## start

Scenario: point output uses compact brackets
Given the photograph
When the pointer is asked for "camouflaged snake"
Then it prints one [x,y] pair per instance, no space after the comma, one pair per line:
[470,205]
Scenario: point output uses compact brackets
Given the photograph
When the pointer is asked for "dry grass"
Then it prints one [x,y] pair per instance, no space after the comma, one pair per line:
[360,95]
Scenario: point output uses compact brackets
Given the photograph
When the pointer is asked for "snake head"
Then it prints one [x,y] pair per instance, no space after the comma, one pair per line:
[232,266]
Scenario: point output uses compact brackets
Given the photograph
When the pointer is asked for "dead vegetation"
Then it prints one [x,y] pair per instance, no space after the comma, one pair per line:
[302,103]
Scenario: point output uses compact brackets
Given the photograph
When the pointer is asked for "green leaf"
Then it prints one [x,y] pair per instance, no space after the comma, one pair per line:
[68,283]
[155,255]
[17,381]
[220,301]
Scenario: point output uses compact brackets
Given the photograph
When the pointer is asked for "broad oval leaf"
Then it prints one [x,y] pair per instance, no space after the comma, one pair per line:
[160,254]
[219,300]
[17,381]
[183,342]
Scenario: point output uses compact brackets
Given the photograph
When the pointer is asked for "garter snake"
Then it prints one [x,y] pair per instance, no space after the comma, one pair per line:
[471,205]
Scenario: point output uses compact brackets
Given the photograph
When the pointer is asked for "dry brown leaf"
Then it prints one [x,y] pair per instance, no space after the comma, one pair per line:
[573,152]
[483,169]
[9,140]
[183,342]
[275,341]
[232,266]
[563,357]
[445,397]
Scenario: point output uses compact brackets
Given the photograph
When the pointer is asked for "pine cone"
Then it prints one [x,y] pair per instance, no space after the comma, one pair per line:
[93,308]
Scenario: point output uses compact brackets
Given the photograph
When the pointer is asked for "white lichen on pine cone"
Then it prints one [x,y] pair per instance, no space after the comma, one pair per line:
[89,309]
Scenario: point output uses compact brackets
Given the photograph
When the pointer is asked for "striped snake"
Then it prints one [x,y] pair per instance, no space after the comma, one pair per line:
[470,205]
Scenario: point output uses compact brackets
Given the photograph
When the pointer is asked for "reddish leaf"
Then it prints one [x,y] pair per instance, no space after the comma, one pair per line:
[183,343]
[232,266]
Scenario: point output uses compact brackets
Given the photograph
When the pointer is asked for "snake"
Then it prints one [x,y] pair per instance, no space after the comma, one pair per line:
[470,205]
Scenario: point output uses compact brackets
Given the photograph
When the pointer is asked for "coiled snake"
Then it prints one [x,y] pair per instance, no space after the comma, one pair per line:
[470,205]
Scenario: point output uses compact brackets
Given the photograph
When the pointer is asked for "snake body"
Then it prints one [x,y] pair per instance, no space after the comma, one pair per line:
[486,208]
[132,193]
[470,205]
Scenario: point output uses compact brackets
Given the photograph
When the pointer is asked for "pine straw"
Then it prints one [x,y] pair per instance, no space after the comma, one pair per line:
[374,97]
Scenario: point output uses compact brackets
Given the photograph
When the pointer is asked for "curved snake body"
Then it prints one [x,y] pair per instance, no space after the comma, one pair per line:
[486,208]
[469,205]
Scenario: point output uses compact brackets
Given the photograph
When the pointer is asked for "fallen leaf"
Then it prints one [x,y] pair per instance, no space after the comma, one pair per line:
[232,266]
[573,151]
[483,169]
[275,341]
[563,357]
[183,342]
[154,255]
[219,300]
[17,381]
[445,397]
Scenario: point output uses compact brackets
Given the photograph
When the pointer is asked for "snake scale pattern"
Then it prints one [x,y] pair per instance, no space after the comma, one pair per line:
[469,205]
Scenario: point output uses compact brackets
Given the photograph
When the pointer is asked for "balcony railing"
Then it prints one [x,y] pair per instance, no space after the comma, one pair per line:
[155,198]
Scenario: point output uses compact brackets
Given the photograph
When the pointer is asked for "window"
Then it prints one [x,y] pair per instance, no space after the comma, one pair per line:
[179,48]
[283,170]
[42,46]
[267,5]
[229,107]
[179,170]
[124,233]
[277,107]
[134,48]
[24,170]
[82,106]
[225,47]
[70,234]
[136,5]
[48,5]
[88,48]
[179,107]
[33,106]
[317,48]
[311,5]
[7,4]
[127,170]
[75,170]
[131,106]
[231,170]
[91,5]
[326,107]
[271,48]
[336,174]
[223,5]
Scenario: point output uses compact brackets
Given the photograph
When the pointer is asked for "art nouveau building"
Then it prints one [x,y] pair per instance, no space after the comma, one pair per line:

## end

PROBLEM TO WORK ON →
Take the lines above and print them exactly.

ANSWER FOR THIS EXERCISE →
Scenario: point output uses compact brackets
Given the photograph
When the pointer is asked for "camouflaged snake"
Then it prints one [x,y] pair per instance, no space after the comma, one pair per line:
[470,205]
Scenario: point output uses compact brackets
Given the photograph
When the pointer is asked for "dry grass"
Then it prints one [x,y] pair per instance, no space after the comma, one pair per line:
[360,95]
Scenario: point output uses compact brackets
Given the photograph
When the pointer is asked for "snake head"
Then it prints one [x,y] pair per instance, no space after the comma, one pair per line:
[232,266]
Scenario: point output uses compact brackets
Given the photograph
When the pointer is asked for "dead vegetation"
Then it prints one [x,y] pair per instance, no space after the comma, one pair per line:
[302,103]
Scenario: point output uses compact brackets
Given the photograph
When the pointer is asked for "green leaf"
Then it prints one [x,y] pair per instance, no space after the comma, one pair per line:
[68,283]
[155,255]
[17,381]
[220,301]
Scenario: point output uses compact brackets
Given the photograph
When the pointer is asked for "broad oval leaf"
Then it prints one [x,y] pair per instance, no space after the comma, one pair per line:
[160,254]
[219,300]
[17,381]
[183,342]
Scenario: point output uses compact brackets
Given the photograph
When the pointer is asked for "garter snake"
Then it prints one [x,y] pair per instance, no space after the comma, one pair per line:
[471,205]
Scenario: point output uses compact brackets
Given the photograph
When the pointer is asked for "dry brown leaf"
Then it prints one [x,y] pair per instance, no space after the comma, one pair per line:
[573,152]
[483,169]
[9,140]
[183,342]
[275,341]
[232,266]
[563,357]
[445,397]
Scenario: point output uses compact brackets
Given the photograph
When the pointer is asked for "pine cone"
Then it prints one [x,y] pair per instance, no space after the comma, one pair per line:
[93,308]
Scenario: point output uses compact brackets
Given the photograph
When the pointer is asked for "white lichen on pine cone"
Then it prints one [x,y] pair per instance, no space after the comma, one pair per line:
[89,309]
Scenario: point output uses compact brackets
Given the photograph
When the pointer is asked for "striped snake"
Then it prints one [x,y] pair per instance, no space after the comma, one pair per line:
[470,205]
Scenario: point output uses compact brackets
Given the photograph
When the pointer is asked for "reddish leaf"
Then it prints one [x,y] pair per instance, no space after the comma, one pair per line:
[183,343]
[232,266]
Scenario: point output uses compact brackets
Given the photograph
When the pointer is asked for "snake"
Then it prints one [x,y] pair per instance, no space after the comma, one pair per line:
[470,205]
Scenario: point output uses compact brackets
Given the photograph
When the pointer is asked for "coiled snake"
Then it prints one [x,y] pair per instance, no space after the comma, one pair per line:
[470,205]
Scenario: point output uses compact brackets
Given the photograph
When the pointer is asked for "snake body"
Then it prints one [x,y] pair per instance, no space after the comma, one pair per line:
[486,208]
[132,193]
[470,205]
Scenario: point output uses compact brackets
Given the photograph
When the pointer is asked for "pine straw"
Then it prints one [x,y] pair per instance, no space after the comma, one pair per line:
[374,97]
Scenario: point output uses compact brackets
Given the photograph
When the pointer is asked for "curved snake body"
Then it prints one [x,y] pair per instance, no space after the comma, one pair per line:
[486,208]
[469,205]
Scenario: point output uses compact brackets
Given the photograph
When the pointer is asked for "fallen leaf"
Then it prints one [x,y] pair per instance, no space after the comma, one pair per line:
[232,266]
[573,151]
[483,169]
[275,341]
[563,357]
[183,342]
[154,255]
[219,300]
[17,381]
[445,397]
Scenario: point output uses compact brackets
Given the photograph
When the pointer is asked for "snake scale pattern"
Then it prints one [x,y] pair per instance, no space after the comma, one pair per line:
[469,205]
Scenario: point output uses compact brackets
Given the photograph
When the pointer is asked for "balcony railing"
Then it prints one [x,y] pair per instance, no space after the comma, one pair per line:
[155,198]
Scenario: point output uses compact brackets
Given the photograph
When the pointer is asked for "window"
Then it prints one [x,y] pair per instance, no space after the comma, one pair per line:
[179,48]
[283,170]
[42,46]
[267,5]
[229,107]
[179,170]
[124,233]
[277,107]
[134,48]
[24,170]
[82,106]
[225,47]
[70,234]
[136,5]
[48,5]
[88,48]
[179,107]
[33,106]
[317,48]
[311,5]
[7,4]
[127,170]
[75,170]
[131,106]
[231,170]
[91,5]
[326,107]
[271,48]
[336,174]
[223,5]
Scenario: point output uses compact brackets
Given the photograph
When the pointer is asked for "art nouveau building"
Then it prints one [x,y] pair per instance, no space after the comma, one pair per line:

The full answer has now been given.